Task statement → Search the records below for the word "clicks". Copy each line where it occurs.

((

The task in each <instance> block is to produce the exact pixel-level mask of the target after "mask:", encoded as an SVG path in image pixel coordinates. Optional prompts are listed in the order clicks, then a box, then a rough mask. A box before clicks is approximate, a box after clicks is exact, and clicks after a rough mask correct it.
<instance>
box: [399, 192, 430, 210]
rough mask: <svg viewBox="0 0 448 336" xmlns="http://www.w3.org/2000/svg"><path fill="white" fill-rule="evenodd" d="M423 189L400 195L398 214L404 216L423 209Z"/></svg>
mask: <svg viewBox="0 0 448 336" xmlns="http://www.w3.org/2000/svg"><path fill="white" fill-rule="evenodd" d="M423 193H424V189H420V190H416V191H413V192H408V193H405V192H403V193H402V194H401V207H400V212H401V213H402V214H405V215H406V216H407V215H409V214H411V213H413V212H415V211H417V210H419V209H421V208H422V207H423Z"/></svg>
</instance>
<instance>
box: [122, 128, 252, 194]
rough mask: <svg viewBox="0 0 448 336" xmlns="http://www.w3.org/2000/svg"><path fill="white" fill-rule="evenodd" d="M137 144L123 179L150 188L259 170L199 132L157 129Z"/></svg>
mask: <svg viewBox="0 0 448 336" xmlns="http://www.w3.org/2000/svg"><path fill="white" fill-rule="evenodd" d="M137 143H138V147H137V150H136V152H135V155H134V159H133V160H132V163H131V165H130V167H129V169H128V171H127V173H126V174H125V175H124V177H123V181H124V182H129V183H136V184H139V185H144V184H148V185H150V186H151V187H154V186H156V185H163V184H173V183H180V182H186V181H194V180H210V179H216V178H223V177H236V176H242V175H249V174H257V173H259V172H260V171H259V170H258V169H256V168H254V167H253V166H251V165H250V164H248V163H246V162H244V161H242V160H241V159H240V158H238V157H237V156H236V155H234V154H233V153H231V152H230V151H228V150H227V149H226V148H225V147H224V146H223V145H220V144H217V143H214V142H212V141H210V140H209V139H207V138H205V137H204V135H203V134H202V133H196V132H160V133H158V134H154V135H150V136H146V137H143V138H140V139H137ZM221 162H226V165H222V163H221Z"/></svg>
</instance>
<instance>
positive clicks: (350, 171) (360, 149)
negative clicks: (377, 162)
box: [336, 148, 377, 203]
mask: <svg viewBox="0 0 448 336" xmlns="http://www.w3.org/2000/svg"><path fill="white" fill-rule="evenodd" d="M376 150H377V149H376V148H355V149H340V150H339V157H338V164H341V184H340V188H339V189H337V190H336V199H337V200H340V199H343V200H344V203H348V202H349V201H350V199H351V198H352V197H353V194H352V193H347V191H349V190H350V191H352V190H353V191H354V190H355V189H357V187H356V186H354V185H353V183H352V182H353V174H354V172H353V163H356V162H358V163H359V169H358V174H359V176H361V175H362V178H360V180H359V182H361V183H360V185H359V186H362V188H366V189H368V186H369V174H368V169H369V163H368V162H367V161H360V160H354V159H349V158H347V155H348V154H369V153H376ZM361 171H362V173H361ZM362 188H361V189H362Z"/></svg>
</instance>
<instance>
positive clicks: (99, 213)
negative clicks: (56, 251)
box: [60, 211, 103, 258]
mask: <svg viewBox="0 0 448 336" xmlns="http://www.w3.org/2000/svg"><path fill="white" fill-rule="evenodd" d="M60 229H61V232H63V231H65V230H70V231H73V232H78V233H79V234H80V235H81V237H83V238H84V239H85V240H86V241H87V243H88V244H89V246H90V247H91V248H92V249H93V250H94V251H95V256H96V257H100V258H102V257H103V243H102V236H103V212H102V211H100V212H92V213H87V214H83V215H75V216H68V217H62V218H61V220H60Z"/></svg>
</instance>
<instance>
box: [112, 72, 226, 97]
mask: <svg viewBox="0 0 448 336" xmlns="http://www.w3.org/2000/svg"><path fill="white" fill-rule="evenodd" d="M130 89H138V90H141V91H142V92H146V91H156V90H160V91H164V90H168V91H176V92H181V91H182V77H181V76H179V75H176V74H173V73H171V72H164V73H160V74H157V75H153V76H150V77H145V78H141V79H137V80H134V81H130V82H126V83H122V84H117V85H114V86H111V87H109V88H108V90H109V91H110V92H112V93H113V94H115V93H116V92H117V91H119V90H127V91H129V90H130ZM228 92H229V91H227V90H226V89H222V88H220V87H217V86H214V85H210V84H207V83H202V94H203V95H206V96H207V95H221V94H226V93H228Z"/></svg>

))

Reply to the exercise →
The task in each <instance> block is to produce the exact pixel-level mask of the target after "mask:", encoded as an SVG path in image pixel coordinates. Optional prompts are listed in the order clicks, then a box, then a rough mask. A box before clicks is approximate, a box after clicks is exact, and clicks after a rough mask correct it.
positive clicks: (350, 171) (360, 149)
negative clicks: (377, 162)
positive clicks: (99, 213)
negative clicks: (56, 251)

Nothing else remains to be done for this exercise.